-- Begin INFORMATION GIVEN --

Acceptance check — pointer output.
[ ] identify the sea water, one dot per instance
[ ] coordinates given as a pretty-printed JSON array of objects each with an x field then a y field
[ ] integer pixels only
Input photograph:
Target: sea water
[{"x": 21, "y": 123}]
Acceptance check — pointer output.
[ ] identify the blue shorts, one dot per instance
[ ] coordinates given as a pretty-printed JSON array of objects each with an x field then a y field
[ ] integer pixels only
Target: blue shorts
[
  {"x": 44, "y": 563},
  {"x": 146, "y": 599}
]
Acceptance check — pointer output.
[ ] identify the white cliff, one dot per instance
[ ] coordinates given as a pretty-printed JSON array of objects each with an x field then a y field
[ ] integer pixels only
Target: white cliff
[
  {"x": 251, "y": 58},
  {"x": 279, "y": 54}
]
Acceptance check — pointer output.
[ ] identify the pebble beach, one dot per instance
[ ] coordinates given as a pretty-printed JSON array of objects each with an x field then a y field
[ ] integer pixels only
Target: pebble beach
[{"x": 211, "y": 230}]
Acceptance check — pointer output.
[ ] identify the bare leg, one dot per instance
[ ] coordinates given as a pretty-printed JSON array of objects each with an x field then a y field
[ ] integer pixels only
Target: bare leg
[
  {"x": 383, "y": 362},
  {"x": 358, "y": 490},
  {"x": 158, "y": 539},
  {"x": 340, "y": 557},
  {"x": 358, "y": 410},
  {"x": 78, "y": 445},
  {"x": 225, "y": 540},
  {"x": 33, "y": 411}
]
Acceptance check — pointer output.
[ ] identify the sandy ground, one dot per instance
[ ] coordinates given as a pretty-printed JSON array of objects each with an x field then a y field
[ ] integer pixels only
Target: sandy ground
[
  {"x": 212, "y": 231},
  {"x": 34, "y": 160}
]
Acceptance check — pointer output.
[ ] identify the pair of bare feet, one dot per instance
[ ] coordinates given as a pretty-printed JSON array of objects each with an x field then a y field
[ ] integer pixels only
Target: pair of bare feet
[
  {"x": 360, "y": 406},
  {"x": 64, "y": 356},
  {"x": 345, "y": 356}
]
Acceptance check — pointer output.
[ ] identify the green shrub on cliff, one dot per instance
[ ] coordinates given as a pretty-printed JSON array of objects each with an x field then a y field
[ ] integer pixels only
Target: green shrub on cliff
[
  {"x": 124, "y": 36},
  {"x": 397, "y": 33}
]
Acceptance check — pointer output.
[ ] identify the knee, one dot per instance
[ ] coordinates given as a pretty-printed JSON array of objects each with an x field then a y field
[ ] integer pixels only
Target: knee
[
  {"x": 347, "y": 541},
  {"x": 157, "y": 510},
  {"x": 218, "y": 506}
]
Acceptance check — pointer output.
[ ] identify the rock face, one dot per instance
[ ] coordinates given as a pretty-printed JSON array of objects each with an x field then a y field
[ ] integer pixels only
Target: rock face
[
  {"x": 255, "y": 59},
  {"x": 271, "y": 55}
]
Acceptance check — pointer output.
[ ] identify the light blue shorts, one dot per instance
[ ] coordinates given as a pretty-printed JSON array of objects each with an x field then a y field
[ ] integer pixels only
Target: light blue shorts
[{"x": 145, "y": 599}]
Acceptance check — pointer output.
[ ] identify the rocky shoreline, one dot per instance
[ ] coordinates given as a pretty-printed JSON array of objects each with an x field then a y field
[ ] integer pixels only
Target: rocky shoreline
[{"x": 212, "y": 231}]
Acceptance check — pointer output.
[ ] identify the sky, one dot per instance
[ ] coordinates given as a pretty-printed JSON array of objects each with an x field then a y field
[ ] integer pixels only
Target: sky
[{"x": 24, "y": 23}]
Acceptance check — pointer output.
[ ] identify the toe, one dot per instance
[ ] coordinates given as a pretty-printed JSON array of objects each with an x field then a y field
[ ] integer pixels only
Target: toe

-- End INFORMATION GIVEN --

GIVEN TASK:
Return every record above exactly as it appears.

WRITTEN REPLY:
Acceptance check — pointer output.
[ ] identify the sea water, one dot per instance
[ ] coordinates given as a pretty-printed JSON array of objects each with an x field then a y field
[ ] integer pixels only
Input photograph:
Target: sea water
[{"x": 21, "y": 123}]
Acceptance check — pointer output.
[ ] identify the blue shorts, one dot per instance
[ ] coordinates given as a pretty-printed JSON array of objects each with an x field then a y field
[ ] integer pixels only
Target: blue shorts
[
  {"x": 44, "y": 563},
  {"x": 146, "y": 599}
]
Acceptance check — pointer output.
[ ] identify the white cliff, one dot per instance
[ ] coordinates given as a pretty-printed JSON array of objects each with an x field then a y field
[ ] integer pixels only
Target: white cliff
[
  {"x": 251, "y": 58},
  {"x": 279, "y": 54}
]
Acceptance check — pointer output.
[ ] identify the pebble beach, one dot per instance
[ ] coordinates given as a pretty-printed JSON array of objects each with an x field then a y field
[ ] integer pixels only
Target: pebble beach
[{"x": 211, "y": 230}]
Acceptance check — pointer output.
[ ] identify the bare leg, one dot per instance
[ ] coordinates given as a pretty-printed JSON array of objects each with an x field then a y field
[ ] integer pixels only
Target: bare leg
[
  {"x": 383, "y": 362},
  {"x": 358, "y": 490},
  {"x": 158, "y": 539},
  {"x": 340, "y": 557},
  {"x": 358, "y": 410},
  {"x": 78, "y": 445},
  {"x": 225, "y": 540},
  {"x": 33, "y": 411}
]
Acceptance check — pointer output.
[ ] identify the sandy ground, one dot per instance
[ ] coordinates given as a pretty-printed JSON array of objects each with an x field then a y field
[ ] integer pixels only
Target: sandy ground
[
  {"x": 212, "y": 231},
  {"x": 34, "y": 160}
]
Acceptance check — pointer output.
[ ] identify the pair of bare feet, one dot per instance
[ ] coordinates given as a pretty-printed JSON array of objects each with an x field then a y field
[ ] integer pixels only
Target: pair of bare feet
[
  {"x": 360, "y": 406},
  {"x": 64, "y": 356},
  {"x": 345, "y": 356}
]
Acceptance check — pointer output.
[ ] identify the green shrub on cliff, one dot per instance
[ ] coordinates given as a pretty-printed JSON array of objects each with an x field then a y field
[ ] integer pixels only
Target: green shrub on cliff
[
  {"x": 124, "y": 36},
  {"x": 397, "y": 33}
]
Acceptance check — pointer output.
[ ] identify the knee, one dot per instance
[ ] coordinates given as a pretty-printed JSON array of objects each with an x field then a y field
[ ] integer pixels only
Target: knee
[
  {"x": 347, "y": 541},
  {"x": 157, "y": 510},
  {"x": 218, "y": 506}
]
Acceptance check — pointer output.
[ ] identify the rock face, one dot per instance
[ ] coordinates given as a pretty-printed JSON array of objects each with an x field then a y field
[ ] integer pixels only
Target: rock face
[
  {"x": 255, "y": 59},
  {"x": 271, "y": 55}
]
Acceptance check — pointer output.
[ ] identify the light blue shorts, one dot per instance
[ ] coordinates given as a pretty-printed JSON array of objects each with an x field then a y field
[ ] integer pixels only
Target: light blue shorts
[{"x": 145, "y": 599}]
Acceptance check — pointer output.
[ ] identify the rocky shoreline, one dot per instance
[ ] coordinates given as a pretty-printed JSON array of objects each with an x field then a y field
[ ] integer pixels only
Target: rocky shoreline
[{"x": 212, "y": 231}]
Acceptance check — pointer output.
[ ] identify the sky, one dot per instance
[ ] coordinates given as a pretty-printed JSON array of objects each with an x field then a y field
[ ] integer pixels only
Target: sky
[{"x": 24, "y": 23}]
Acceptance check — pointer output.
[ ] identify the toe, one dot per instance
[ ] coordinates given as a pretty-printed JSON array of objects each with an x field then a y field
[ ] integer pixels only
Target: toe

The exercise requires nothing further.